*Excerpted passage*.
-- -- --

In preparation for the residential development it had planned for Mrs. Arnhold's farm, Ocean Atlantic had negotiated an easement agreement ("Easement Grant") with the owners of Willow Tree Farm. On December 31, 1998, Ocean Atlantic and Willow Tree recorded an easement granting Ocean Atlantic the right to construct a storm drainage water pipeline ("pipeline") across Willow Tree to service the proposed residential development. The Easement Grant called for construction of the pipeline to be completed by June 30, 2001.

Although it was Ocean Atlantic Woodland Corporation that entered into the contract to purchase Mrs. Arnhold's farm, Ocean Atlantic Development Corp. ("Ocean Atlantic") negotiated the Easement Grant with Willow Tree.

Following this Court's February 28, 2001 ruling, however, Willow Tree took the position that Ocean Atlantic had no further easement right against Willow Tree Farm. Since Ocean Atlantic Woodland could no longer construct its residential development, Willow Tree reasoned, Ocean Atlantic's plans to construct the pipeline were similarly futile. In the meantime, Willow Tree allegedly entertained another offer to purchase the easement from Mrs. Arnhold.

During the summer of 2001, Mrs. Arnhold and her attorney, Mr. Petka, purportedly contacted the owners of Willow Tree Farm in an effort to secure an easement for Cambridge Homes. Apparently, Cambridge Homes came to the same realization that Ocean Atlantic had years earlier: a successful residential development on the Property could only be achieved by constructing a pipeline across Willow Tree Farm. After an allegedly stormy relationship with Ocean Atlantic, the owners of Willow Tree Farm were purportedly apprehensive about negotiating a second easement agreement with yet another large development company. Cambridge Homes correctly guessed that Willow Tree's owners would be more receptive to an offer coming from their neighbors; Mrs. Arnhold, Mr. Byzantia, and Mr. Petka. By July 1, 2001, Mrs. Arnhold and Mr. Petka had purportedly helped to secure the easement agreement on behalf of Cambridge Homes. Cambridge Homes and Mrs. Arnhold agreed to indemnify Willow Tree in the event that it was sued by Ocean Atlantic.

-- -- --

*Exercise tasks*.
1. Answer these questions from the easement passage:
(a) On what date did Ocean Atlantic and Willow Tree record the easement?
(b) Which company negotiated the Easement Grant with Willow Tree?
(c) By what date had Mrs. Arnhold and Mr. Petka purportedly helped secure the easement agreement for Cambridge Homes?
2. Resume the easement passage after its last sentence and carry it forward.
The records that come next have nothing to do with the easement passage.

-- -- --

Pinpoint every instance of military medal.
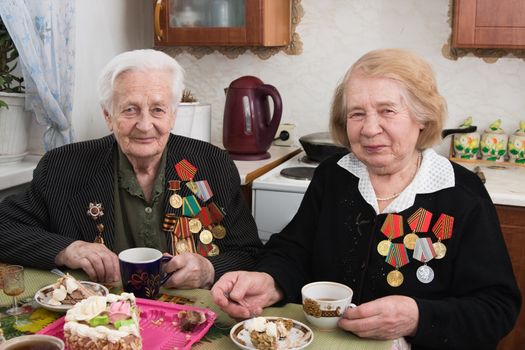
[208,243,220,256]
[385,243,410,287]
[188,219,202,233]
[94,224,104,244]
[432,241,447,259]
[87,203,104,244]
[168,180,182,209]
[412,237,436,284]
[432,214,454,259]
[403,233,418,250]
[377,214,404,256]
[386,270,405,287]
[211,225,226,239]
[199,230,213,244]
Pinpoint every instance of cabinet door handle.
[155,0,164,41]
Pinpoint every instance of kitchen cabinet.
[153,0,292,47]
[496,205,525,350]
[452,0,525,49]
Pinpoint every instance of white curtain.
[0,0,76,151]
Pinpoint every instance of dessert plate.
[230,317,314,350]
[35,281,109,312]
[38,298,217,350]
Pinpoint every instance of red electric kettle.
[222,76,283,160]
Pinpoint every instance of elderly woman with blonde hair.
[212,49,521,349]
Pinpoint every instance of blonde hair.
[330,49,447,150]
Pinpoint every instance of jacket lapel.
[68,136,116,249]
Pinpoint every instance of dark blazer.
[0,134,262,278]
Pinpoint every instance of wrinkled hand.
[55,241,120,283]
[211,271,283,319]
[339,295,419,339]
[164,252,215,289]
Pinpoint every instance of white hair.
[97,49,184,112]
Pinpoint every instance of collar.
[337,149,455,214]
[117,145,167,200]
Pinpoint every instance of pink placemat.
[38,298,217,350]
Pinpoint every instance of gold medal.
[403,233,418,250]
[432,241,447,259]
[211,225,226,239]
[170,193,182,209]
[386,270,404,287]
[208,243,219,256]
[199,230,213,244]
[188,219,202,233]
[175,239,190,254]
[186,180,199,193]
[377,239,392,256]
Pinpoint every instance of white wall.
[57,0,525,154]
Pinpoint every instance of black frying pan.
[299,132,348,162]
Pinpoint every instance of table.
[0,268,392,350]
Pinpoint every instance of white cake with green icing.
[64,293,142,350]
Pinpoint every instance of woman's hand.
[211,271,283,318]
[339,295,419,339]
[164,252,215,289]
[55,241,120,283]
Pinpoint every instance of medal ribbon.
[385,243,410,269]
[381,214,405,240]
[195,180,213,202]
[408,208,432,232]
[168,180,180,191]
[432,214,454,241]
[208,203,224,223]
[197,207,213,227]
[175,159,197,181]
[412,237,436,263]
[182,195,201,217]
[175,216,191,238]
[197,242,213,256]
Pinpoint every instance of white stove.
[252,152,318,243]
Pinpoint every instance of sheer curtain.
[0,0,76,151]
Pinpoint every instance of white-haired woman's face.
[105,70,175,160]
[345,73,423,174]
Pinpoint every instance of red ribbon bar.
[381,214,405,239]
[175,216,191,238]
[432,214,454,240]
[408,208,432,232]
[385,243,409,268]
[168,180,180,191]
[175,159,197,181]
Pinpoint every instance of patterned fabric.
[0,135,262,278]
[0,0,75,150]
[337,149,454,214]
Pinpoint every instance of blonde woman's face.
[345,73,423,174]
[104,70,175,160]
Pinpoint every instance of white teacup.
[0,334,64,350]
[301,282,355,330]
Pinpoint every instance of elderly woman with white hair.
[212,49,521,350]
[0,50,262,288]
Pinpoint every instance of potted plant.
[0,19,31,163]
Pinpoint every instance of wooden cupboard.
[496,205,525,350]
[153,0,292,47]
[452,0,525,49]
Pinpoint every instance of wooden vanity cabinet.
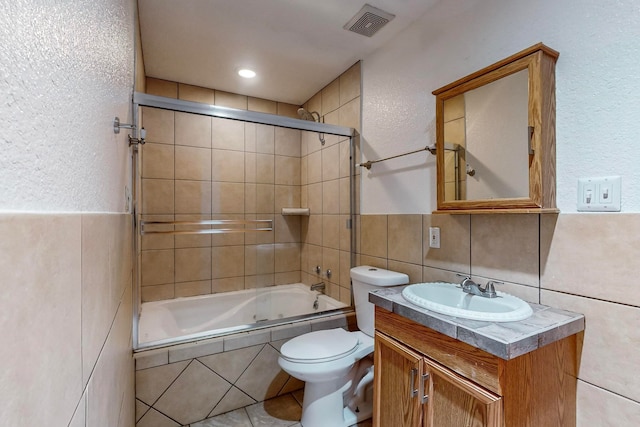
[373,307,577,427]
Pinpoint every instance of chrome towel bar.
[356,146,436,169]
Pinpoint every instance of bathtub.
[138,283,348,348]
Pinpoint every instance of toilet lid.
[280,328,358,363]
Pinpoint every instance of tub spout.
[311,282,326,294]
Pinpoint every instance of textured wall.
[362,0,640,213]
[0,0,134,212]
[0,0,135,427]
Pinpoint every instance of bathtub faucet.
[311,282,326,294]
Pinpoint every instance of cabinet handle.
[422,374,429,403]
[410,368,419,397]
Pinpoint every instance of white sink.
[402,282,533,322]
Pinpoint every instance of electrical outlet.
[578,176,622,212]
[429,227,440,249]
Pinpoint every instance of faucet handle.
[484,280,504,298]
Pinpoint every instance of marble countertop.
[369,286,584,360]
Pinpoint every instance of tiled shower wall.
[141,63,360,304]
[358,214,640,426]
[141,107,308,301]
[301,62,361,304]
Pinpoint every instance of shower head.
[298,108,320,122]
[298,107,324,145]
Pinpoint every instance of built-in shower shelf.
[140,219,273,235]
[282,208,311,216]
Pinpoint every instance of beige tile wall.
[358,214,640,426]
[301,63,361,304]
[0,214,134,427]
[141,106,301,301]
[141,63,360,304]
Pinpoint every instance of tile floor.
[185,390,372,427]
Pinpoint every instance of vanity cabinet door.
[373,332,424,427]
[421,358,502,427]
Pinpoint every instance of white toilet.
[278,265,409,427]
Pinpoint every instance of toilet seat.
[280,328,359,363]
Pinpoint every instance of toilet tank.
[351,265,409,337]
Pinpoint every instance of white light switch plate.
[429,227,440,249]
[578,176,622,212]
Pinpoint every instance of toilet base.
[342,401,373,427]
[300,360,373,427]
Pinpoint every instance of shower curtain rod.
[356,146,436,170]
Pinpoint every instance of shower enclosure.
[134,93,355,348]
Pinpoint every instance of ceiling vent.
[343,4,396,37]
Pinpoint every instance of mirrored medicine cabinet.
[433,43,559,213]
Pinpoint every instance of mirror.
[433,44,558,213]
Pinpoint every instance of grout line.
[576,377,640,404]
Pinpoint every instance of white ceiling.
[138,0,438,105]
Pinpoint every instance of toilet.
[278,265,409,427]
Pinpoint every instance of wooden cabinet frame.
[373,307,579,427]
[433,43,559,213]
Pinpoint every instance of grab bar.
[140,219,273,235]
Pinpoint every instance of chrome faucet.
[311,282,326,294]
[458,274,502,298]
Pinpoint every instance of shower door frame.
[132,92,356,350]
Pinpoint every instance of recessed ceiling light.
[238,68,256,79]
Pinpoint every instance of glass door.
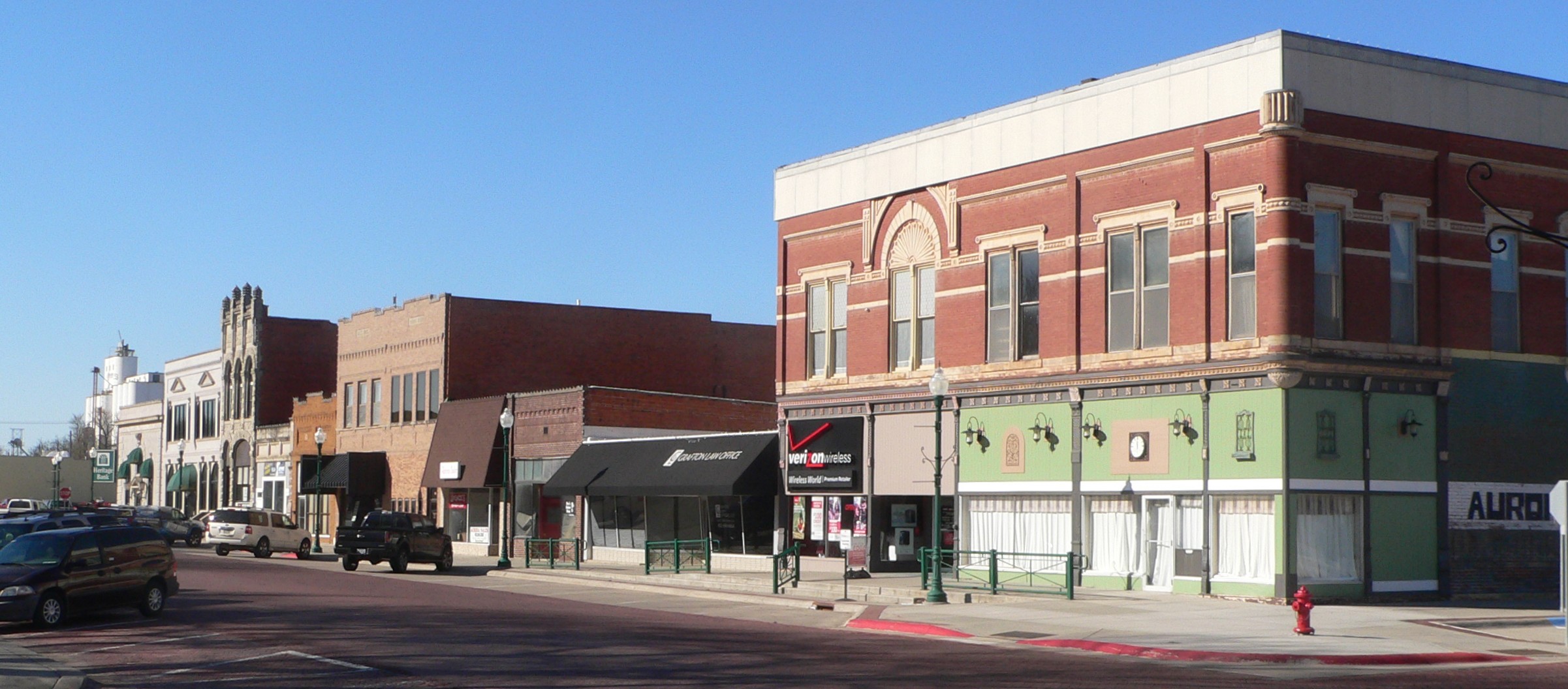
[1143,497,1176,590]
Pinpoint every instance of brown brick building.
[218,285,337,504]
[775,31,1568,596]
[334,294,773,551]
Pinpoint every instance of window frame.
[1223,207,1261,341]
[1488,230,1524,352]
[1105,225,1171,352]
[1388,215,1420,346]
[984,244,1040,363]
[1311,204,1347,340]
[888,262,936,371]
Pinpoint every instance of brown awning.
[420,398,503,489]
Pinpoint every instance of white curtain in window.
[1215,497,1275,583]
[1295,495,1361,581]
[1088,498,1142,573]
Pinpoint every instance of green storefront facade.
[956,371,1441,598]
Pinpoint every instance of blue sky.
[0,0,1568,443]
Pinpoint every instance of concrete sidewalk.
[0,642,99,689]
[491,564,1568,670]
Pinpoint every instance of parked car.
[0,526,180,628]
[5,498,48,515]
[130,506,207,548]
[207,508,311,559]
[332,509,452,573]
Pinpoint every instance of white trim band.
[958,481,1073,493]
[1291,479,1368,493]
[1372,479,1438,493]
[1372,579,1438,594]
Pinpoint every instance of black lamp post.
[925,368,947,603]
[174,438,188,512]
[311,426,326,553]
[495,407,518,570]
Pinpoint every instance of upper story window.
[1110,227,1170,352]
[1388,219,1416,344]
[806,281,848,377]
[1226,213,1257,340]
[1491,232,1520,352]
[1312,208,1345,340]
[892,266,936,368]
[984,249,1040,361]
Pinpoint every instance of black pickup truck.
[332,509,452,573]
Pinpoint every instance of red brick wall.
[447,298,773,401]
[776,111,1568,393]
[256,316,337,426]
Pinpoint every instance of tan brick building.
[334,294,773,551]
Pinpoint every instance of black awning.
[300,453,387,495]
[544,432,779,497]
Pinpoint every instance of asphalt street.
[0,549,1568,689]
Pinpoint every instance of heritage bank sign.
[784,416,866,495]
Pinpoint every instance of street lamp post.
[495,407,518,570]
[311,426,326,553]
[174,438,187,512]
[925,368,947,603]
[48,450,66,504]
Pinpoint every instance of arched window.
[886,211,937,369]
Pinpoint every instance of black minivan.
[0,526,180,628]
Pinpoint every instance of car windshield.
[0,534,71,567]
[0,525,33,548]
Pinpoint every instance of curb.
[843,617,974,639]
[484,570,867,614]
[1019,639,1533,666]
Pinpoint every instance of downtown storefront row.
[542,431,779,570]
[785,375,1439,596]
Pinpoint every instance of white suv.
[207,508,311,559]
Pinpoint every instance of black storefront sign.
[784,416,866,495]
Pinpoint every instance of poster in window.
[811,495,826,540]
[855,497,867,536]
[828,495,843,540]
[791,495,806,540]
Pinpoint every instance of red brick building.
[775,31,1568,595]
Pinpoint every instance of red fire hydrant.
[1291,586,1312,634]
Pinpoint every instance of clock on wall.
[1127,432,1150,462]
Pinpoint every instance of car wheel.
[33,590,66,630]
[136,581,166,617]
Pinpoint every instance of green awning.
[166,463,196,492]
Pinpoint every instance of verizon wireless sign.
[784,416,866,495]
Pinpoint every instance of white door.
[1143,497,1176,590]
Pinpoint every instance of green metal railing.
[919,548,1079,600]
[522,539,584,570]
[643,539,713,575]
[773,544,800,594]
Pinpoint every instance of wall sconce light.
[1399,408,1420,437]
[1029,414,1057,446]
[963,416,991,453]
[1170,408,1198,443]
[1084,414,1105,445]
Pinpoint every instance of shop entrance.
[1143,495,1176,592]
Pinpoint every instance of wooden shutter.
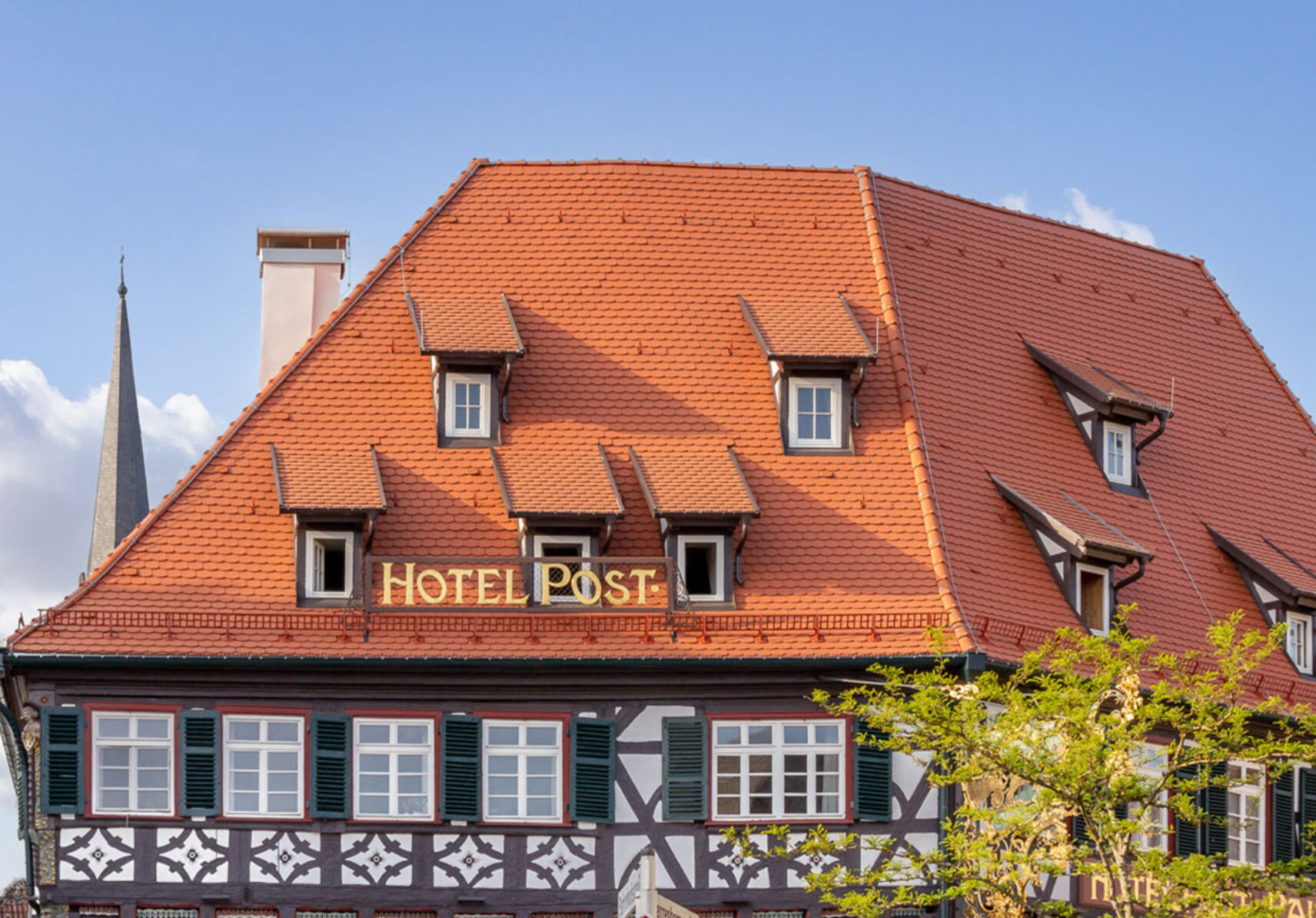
[1174,765,1201,857]
[311,713,351,820]
[178,711,220,817]
[41,707,87,813]
[571,718,617,822]
[854,730,891,822]
[662,718,708,822]
[1270,768,1298,861]
[1203,763,1229,855]
[438,713,482,822]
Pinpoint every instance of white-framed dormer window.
[224,713,305,817]
[1284,613,1312,676]
[1074,564,1111,635]
[303,530,357,599]
[787,377,842,449]
[676,535,726,602]
[444,373,494,438]
[1102,421,1133,484]
[1229,761,1266,866]
[353,718,434,820]
[530,532,593,604]
[91,711,174,815]
[483,720,562,822]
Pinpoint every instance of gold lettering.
[475,567,497,606]
[383,561,416,606]
[571,570,603,606]
[503,567,530,606]
[416,567,447,606]
[447,567,475,606]
[603,570,630,606]
[630,567,658,606]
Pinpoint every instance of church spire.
[87,254,150,573]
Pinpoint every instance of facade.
[8,162,1316,918]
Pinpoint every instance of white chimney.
[255,229,347,388]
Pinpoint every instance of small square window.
[676,536,726,602]
[1284,613,1312,676]
[304,530,357,599]
[1102,421,1133,484]
[787,377,842,449]
[444,373,494,438]
[1074,564,1111,635]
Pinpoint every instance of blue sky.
[0,0,1316,880]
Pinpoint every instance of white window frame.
[301,530,357,599]
[480,718,566,826]
[1228,761,1268,866]
[222,713,307,820]
[1102,420,1133,484]
[786,377,843,449]
[1074,561,1111,637]
[444,373,494,440]
[530,532,593,604]
[91,711,176,817]
[351,717,434,822]
[676,534,726,602]
[1284,611,1312,676]
[710,718,850,822]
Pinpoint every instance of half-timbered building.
[8,161,1316,918]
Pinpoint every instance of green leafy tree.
[726,608,1316,918]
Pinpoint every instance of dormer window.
[444,373,494,440]
[788,377,843,449]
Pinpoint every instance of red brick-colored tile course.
[632,444,758,517]
[274,445,388,510]
[12,163,945,657]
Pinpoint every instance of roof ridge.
[35,159,488,619]
[854,166,979,650]
[874,172,1201,264]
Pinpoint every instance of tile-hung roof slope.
[13,163,949,660]
[876,178,1316,697]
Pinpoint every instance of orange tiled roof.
[630,447,758,517]
[270,444,388,512]
[739,294,874,360]
[405,290,525,356]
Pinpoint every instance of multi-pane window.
[1229,763,1266,865]
[789,377,841,449]
[353,718,434,820]
[484,720,562,822]
[92,711,174,814]
[444,373,491,437]
[713,720,845,820]
[224,715,303,817]
[1102,421,1133,484]
[1284,613,1312,673]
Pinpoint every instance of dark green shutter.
[1270,768,1298,861]
[41,707,85,813]
[1298,768,1316,857]
[571,718,617,822]
[1174,765,1201,857]
[178,711,220,817]
[1203,763,1229,855]
[662,718,708,822]
[311,713,351,820]
[438,713,480,822]
[854,730,891,822]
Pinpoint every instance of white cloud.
[1061,188,1155,245]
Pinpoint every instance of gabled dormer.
[403,287,525,447]
[739,295,878,456]
[991,475,1152,635]
[1024,341,1172,497]
[270,444,388,607]
[1207,526,1316,676]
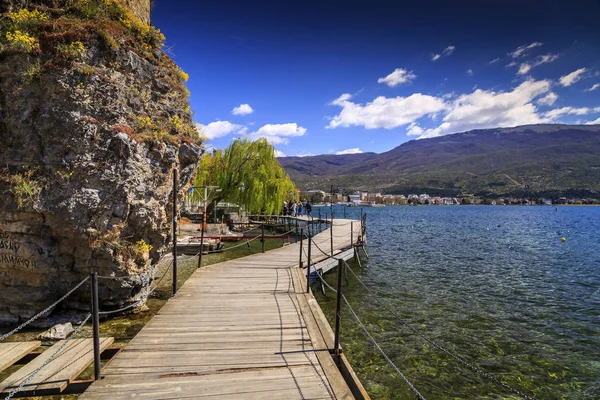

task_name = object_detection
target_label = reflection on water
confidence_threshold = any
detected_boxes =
[315,206,600,399]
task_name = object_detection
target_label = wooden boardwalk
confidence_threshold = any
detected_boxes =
[80,219,359,400]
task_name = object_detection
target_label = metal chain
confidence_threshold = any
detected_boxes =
[98,254,175,315]
[342,295,426,400]
[4,314,92,400]
[0,276,90,342]
[344,261,533,400]
[317,274,425,400]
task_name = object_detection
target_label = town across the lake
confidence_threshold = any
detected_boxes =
[300,189,600,207]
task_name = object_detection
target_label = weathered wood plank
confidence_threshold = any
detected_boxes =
[80,220,358,400]
[0,341,42,371]
[0,338,114,393]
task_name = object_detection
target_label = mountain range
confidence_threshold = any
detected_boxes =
[279,125,600,197]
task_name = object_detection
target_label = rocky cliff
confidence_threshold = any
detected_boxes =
[0,0,202,324]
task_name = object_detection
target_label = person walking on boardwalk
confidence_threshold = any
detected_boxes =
[290,201,297,217]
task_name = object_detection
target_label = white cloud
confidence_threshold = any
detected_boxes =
[544,107,597,121]
[231,104,254,115]
[196,121,248,139]
[585,118,600,125]
[413,79,550,138]
[248,122,306,144]
[377,68,417,87]
[406,122,423,136]
[508,42,543,58]
[327,93,445,129]
[335,147,363,155]
[585,83,600,92]
[559,68,587,87]
[431,46,456,61]
[517,54,559,75]
[538,92,558,106]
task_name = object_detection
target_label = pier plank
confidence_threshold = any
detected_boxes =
[80,220,359,400]
[0,338,114,395]
[0,341,42,371]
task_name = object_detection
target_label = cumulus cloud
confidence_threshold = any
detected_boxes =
[196,121,248,139]
[431,46,456,61]
[544,107,600,121]
[538,92,558,106]
[377,68,417,87]
[585,83,600,92]
[414,79,550,138]
[231,104,254,115]
[585,118,600,125]
[517,54,559,75]
[335,147,363,155]
[508,42,543,58]
[248,122,306,144]
[559,68,587,87]
[327,93,445,129]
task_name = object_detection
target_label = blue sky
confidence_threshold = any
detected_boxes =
[152,0,600,156]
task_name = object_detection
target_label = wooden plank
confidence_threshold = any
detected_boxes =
[0,341,42,371]
[0,338,114,394]
[80,220,364,400]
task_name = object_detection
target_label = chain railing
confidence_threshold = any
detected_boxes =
[0,276,90,342]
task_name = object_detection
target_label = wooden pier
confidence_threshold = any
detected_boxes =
[80,218,368,400]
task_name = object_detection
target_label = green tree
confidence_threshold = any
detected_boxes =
[194,139,296,214]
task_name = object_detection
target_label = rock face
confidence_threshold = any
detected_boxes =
[0,0,202,325]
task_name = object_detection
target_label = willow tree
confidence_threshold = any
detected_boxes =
[194,139,296,214]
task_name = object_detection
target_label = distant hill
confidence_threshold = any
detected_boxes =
[279,125,600,197]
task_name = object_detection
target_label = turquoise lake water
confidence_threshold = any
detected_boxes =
[313,206,600,399]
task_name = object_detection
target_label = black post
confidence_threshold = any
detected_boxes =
[350,221,356,258]
[329,218,333,257]
[298,228,304,268]
[171,169,177,296]
[92,272,101,381]
[333,260,344,357]
[197,224,204,268]
[260,222,265,253]
[306,231,312,293]
[329,185,333,217]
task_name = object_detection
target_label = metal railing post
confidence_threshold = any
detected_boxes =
[329,218,333,257]
[197,224,204,268]
[92,272,101,381]
[333,260,344,357]
[260,222,265,253]
[306,231,312,293]
[350,221,356,258]
[171,169,178,296]
[298,229,304,268]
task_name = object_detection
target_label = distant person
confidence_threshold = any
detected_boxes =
[290,201,296,217]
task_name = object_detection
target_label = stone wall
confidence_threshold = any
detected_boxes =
[124,0,152,24]
[0,0,202,325]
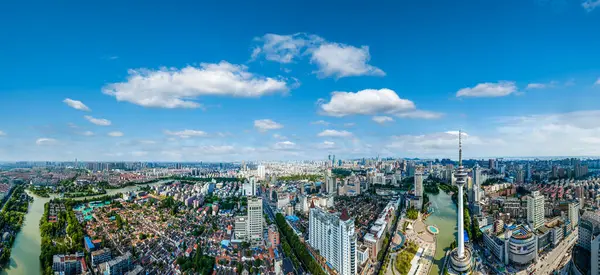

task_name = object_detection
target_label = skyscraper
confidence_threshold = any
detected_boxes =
[308,206,357,275]
[414,170,423,210]
[450,131,471,273]
[527,191,544,230]
[246,197,263,242]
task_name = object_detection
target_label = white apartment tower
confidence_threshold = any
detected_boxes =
[308,204,358,275]
[246,197,263,242]
[527,191,544,230]
[414,169,423,211]
[256,164,266,180]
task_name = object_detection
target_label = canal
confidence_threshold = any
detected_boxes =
[425,191,457,275]
[0,181,166,275]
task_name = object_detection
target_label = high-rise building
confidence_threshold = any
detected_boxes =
[568,202,579,228]
[247,197,264,242]
[256,165,266,180]
[233,216,248,240]
[269,224,280,247]
[308,204,357,275]
[527,191,544,230]
[414,170,423,210]
[469,164,483,203]
[450,131,472,274]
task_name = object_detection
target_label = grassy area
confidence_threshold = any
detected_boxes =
[394,242,419,275]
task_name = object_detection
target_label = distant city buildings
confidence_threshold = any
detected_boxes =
[308,207,358,275]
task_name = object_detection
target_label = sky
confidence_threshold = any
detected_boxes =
[0,0,600,161]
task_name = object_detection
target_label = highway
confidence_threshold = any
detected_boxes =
[517,229,578,275]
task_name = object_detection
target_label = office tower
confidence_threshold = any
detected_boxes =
[450,131,472,273]
[471,164,483,203]
[308,204,357,275]
[527,191,544,230]
[233,216,248,240]
[256,165,266,180]
[414,170,423,210]
[247,197,263,242]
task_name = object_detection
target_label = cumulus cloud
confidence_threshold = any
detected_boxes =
[63,98,91,112]
[254,119,283,132]
[35,138,57,146]
[456,81,517,97]
[317,129,352,137]
[310,43,385,78]
[251,33,324,63]
[103,61,289,108]
[317,140,335,149]
[310,120,331,126]
[84,116,111,126]
[372,116,394,124]
[317,89,441,119]
[526,83,546,90]
[274,140,296,150]
[251,33,385,78]
[165,129,207,138]
[581,0,600,12]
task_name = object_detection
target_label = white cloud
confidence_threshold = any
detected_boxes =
[273,134,287,139]
[310,43,385,78]
[252,33,323,63]
[456,81,517,97]
[526,83,546,90]
[581,0,600,12]
[372,116,394,124]
[320,89,416,117]
[317,140,335,149]
[35,138,57,145]
[84,116,111,126]
[317,129,352,137]
[63,98,91,112]
[103,61,289,108]
[131,151,148,157]
[254,119,283,132]
[310,120,331,126]
[275,140,296,150]
[165,129,207,138]
[396,110,444,119]
[251,33,385,78]
[317,89,442,119]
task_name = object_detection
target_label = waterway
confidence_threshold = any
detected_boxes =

-- -- --

*Exercise results*.
1.
(a) December 31, 1998
(b) Ocean Atlantic Development Corp.
(c) July 1, 2001

2.
Even before Cambridge Homes could record this easement agreement, Ocean Atlantic had seen the handwriting on the wall. Ocean Atlantic filed the instant suit against Willow Tree on June 29, 2001. The case was assigned to Judge Lefkow. In its Complaint, Ocean Atlantic alleges that Willow Tree breached its contract by failing to provide written approval of specifications and by denying Ocean Atlantic access to its property to begin construction. Ocean Atlantic seeks specific performance and breach of contract damages.

In defense of this suit, Willow Tree retained attorney William Campbell — the same attorney that had represented Mrs. Arnhold in the post-settlement hearing before this Court on February 14 and 15, 2001. It soon became clear that many of the persons who had figured prominently in Ocean Atlantic Woodland's suit against Mrs. Arnhold would play critical roles in the present litigation as well.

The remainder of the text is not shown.